Copy word for word the lines below, from the line with "Each instance of the conifer" up to and including the line with "List the outlines of the conifer tree.".

START ROWS

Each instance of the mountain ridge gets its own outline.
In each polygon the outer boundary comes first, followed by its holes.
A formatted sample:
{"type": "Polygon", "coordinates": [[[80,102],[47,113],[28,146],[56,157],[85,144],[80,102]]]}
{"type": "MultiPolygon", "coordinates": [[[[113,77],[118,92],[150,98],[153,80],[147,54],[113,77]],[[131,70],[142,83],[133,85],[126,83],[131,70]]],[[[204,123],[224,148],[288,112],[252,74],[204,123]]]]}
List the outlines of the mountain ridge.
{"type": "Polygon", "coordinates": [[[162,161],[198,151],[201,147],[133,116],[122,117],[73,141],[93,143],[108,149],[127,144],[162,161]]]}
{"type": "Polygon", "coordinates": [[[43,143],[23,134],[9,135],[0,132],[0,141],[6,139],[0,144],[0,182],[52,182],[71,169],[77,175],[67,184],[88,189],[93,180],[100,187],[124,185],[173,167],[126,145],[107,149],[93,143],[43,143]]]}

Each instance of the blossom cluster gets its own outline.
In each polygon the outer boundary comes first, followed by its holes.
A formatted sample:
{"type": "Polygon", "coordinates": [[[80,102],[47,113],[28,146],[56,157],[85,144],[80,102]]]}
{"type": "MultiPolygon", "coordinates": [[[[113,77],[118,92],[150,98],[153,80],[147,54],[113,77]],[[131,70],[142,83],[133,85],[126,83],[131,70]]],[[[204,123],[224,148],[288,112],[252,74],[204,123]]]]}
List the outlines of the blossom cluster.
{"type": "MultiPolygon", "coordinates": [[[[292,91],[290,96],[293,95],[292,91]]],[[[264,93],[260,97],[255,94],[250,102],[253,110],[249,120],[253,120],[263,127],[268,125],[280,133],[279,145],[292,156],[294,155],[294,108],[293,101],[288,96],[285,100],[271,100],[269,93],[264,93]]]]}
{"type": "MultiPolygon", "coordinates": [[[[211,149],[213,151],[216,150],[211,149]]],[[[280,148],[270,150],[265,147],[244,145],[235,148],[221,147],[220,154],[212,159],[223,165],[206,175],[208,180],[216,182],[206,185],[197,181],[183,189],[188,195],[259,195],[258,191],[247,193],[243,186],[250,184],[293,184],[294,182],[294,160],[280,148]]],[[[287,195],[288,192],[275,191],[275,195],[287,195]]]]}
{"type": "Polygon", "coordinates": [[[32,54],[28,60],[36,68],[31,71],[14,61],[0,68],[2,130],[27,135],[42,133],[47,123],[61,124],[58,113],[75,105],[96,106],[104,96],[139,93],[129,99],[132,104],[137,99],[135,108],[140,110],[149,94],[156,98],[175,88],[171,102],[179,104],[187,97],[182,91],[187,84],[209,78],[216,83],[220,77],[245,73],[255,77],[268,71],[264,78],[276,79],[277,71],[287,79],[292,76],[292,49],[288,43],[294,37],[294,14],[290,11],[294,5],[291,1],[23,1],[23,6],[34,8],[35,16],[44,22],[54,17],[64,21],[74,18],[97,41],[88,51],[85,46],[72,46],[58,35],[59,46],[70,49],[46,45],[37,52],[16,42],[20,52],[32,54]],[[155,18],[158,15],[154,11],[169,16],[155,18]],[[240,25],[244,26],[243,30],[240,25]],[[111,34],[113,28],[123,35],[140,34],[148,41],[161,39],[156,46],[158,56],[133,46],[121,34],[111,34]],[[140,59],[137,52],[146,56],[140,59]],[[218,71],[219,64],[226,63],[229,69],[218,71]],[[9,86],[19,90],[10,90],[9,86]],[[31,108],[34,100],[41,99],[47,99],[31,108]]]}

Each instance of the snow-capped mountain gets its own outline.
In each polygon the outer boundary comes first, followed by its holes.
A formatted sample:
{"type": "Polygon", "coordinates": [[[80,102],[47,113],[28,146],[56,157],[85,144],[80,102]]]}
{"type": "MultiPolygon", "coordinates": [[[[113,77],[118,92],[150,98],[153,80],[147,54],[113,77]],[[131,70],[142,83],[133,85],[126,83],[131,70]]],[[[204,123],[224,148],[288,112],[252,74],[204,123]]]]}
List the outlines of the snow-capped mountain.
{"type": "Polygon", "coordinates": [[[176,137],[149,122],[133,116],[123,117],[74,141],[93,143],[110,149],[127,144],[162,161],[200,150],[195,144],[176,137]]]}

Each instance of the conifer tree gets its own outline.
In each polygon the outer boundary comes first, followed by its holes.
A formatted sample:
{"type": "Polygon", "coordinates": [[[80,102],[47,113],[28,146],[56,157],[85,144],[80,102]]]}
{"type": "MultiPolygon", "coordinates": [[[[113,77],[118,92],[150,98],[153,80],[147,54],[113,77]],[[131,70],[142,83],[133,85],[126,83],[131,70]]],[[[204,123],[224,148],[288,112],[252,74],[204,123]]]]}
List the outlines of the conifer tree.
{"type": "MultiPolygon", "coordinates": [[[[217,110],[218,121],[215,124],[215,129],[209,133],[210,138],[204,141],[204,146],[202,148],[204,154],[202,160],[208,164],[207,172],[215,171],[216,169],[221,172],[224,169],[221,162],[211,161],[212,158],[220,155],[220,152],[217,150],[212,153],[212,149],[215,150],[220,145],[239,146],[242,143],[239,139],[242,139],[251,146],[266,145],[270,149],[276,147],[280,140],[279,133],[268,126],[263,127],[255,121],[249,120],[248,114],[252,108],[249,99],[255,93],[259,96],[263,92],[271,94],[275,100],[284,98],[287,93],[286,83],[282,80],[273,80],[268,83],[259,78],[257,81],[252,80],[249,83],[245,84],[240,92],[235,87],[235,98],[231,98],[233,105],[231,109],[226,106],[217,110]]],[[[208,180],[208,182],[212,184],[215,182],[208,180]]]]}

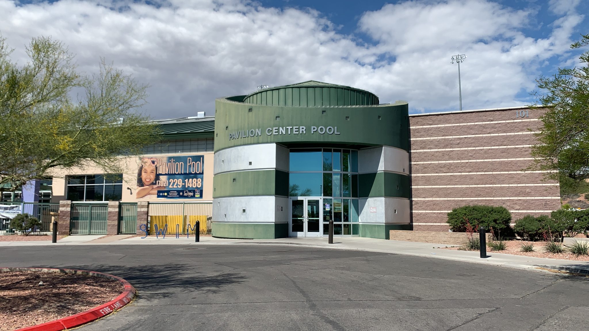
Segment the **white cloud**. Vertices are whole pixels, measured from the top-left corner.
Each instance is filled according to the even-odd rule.
[[[21,62],[22,46],[41,35],[68,45],[87,71],[101,56],[113,61],[151,84],[145,110],[161,118],[211,114],[216,97],[310,79],[367,89],[382,102],[408,100],[415,110],[454,110],[457,72],[449,58],[458,52],[468,55],[461,66],[465,109],[519,105],[516,94],[534,88],[541,61],[564,54],[583,19],[574,1],[551,3],[560,17],[538,39],[521,32],[531,12],[483,0],[405,1],[362,15],[358,28],[374,42],[365,44],[311,9],[219,2],[173,0],[157,8],[0,0],[0,31]]]

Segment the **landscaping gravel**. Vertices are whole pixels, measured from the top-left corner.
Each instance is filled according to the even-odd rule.
[[[77,314],[114,299],[123,291],[118,281],[98,277],[0,272],[0,330],[12,331]]]
[[[62,236],[58,236],[57,240],[63,238]],[[21,236],[19,234],[2,234],[0,236],[0,241],[37,241],[41,240],[51,240],[51,236],[47,234],[32,234],[31,236]]]
[[[589,261],[589,256],[575,256],[574,254],[565,252],[561,254],[552,254],[545,253],[544,251],[544,241],[524,241],[521,240],[506,240],[504,241],[507,246],[505,250],[492,251],[491,248],[487,247],[488,254],[491,253],[500,253],[502,254],[512,254],[514,255],[522,255],[524,256],[532,256],[534,257],[544,257],[547,259],[560,259],[562,260],[571,260],[573,261]],[[534,244],[534,251],[525,252],[521,251],[521,245],[522,244]],[[442,249],[454,249],[458,250],[460,246],[454,246],[450,247],[437,247]],[[566,250],[566,247],[564,247]]]

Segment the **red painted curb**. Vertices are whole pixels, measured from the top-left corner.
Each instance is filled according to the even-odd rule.
[[[108,278],[118,280],[124,287],[123,293],[117,296],[114,300],[107,302],[104,304],[95,307],[78,313],[75,315],[64,317],[58,320],[48,322],[42,324],[27,326],[22,329],[18,329],[15,331],[61,331],[80,326],[82,324],[95,320],[102,316],[120,309],[125,304],[131,302],[131,300],[135,296],[137,291],[135,287],[129,283],[128,282],[112,274],[104,273],[97,272],[89,272],[86,270],[78,270],[75,269],[58,269],[54,268],[0,268],[0,271],[5,272],[59,272],[63,273],[81,274],[94,277],[100,277],[101,278]]]

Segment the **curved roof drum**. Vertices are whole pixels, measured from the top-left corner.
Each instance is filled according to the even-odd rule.
[[[256,105],[301,107],[379,104],[378,97],[368,91],[317,81],[256,91],[246,95],[243,102]]]

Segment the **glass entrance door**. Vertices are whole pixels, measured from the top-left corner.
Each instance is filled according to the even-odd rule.
[[[320,237],[321,198],[290,199],[291,237]]]

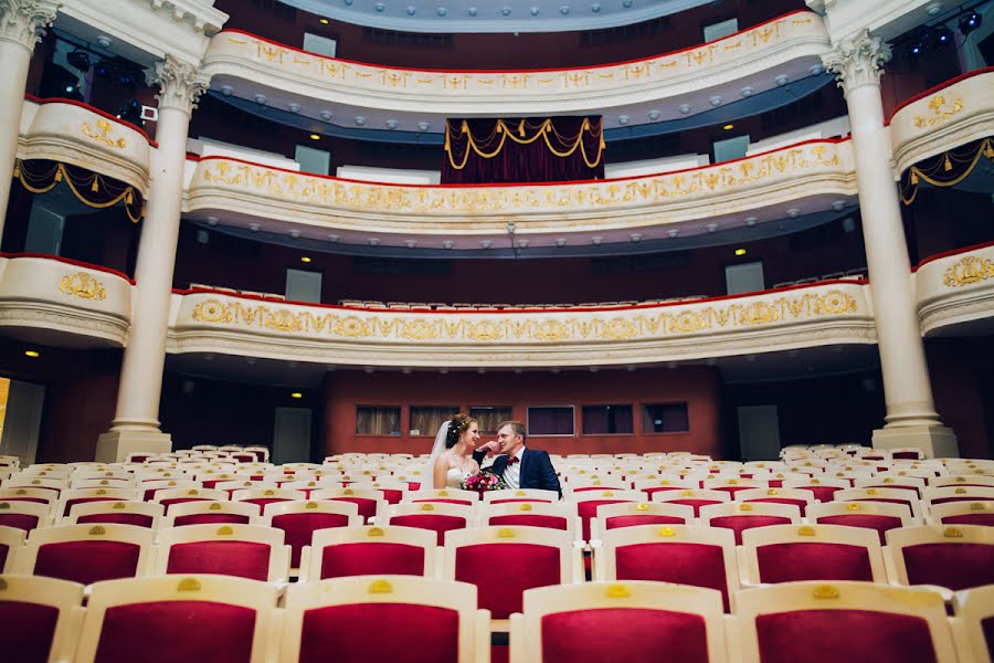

END ROWS

### SOLVED PROBLEM
Each instance of the conifer tree gets its own outline.
In each polygon the outer boundary comes first, followed by its holes.
A formatted sample:
{"type": "Polygon", "coordinates": [[[80,102],[47,113],[28,146],[56,157],[85,144],[80,102]]]}
{"type": "MultiPolygon", "coordinates": [[[[113,77],[118,92],[150,98],[153,80],[147,54],[113,77]],[[131,70],[142,83],[133,85],[126,83],[131,70]]],[[[204,123],[224,148],[288,112],[252,74],[204,123]]]]}
List the outlines of the conifer tree.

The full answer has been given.